- **Listed entries**
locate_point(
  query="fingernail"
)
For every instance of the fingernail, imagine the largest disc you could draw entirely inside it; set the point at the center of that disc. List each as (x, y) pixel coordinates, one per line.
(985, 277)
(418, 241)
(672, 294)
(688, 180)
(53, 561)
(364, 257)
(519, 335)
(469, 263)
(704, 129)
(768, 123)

- **Directions for this task**
Your task is to repeat every entry exactly.

- **Response to the exercise**
locate_point(
  query="fingernail"
)
For every instance of the fingernail, imagine the largest disc you could draw entirely inside it; set the point at the center of that disc. List each as (x, y) pixel coordinates, one per line.
(985, 277)
(418, 241)
(672, 294)
(688, 180)
(53, 561)
(364, 257)
(519, 335)
(469, 263)
(704, 129)
(768, 123)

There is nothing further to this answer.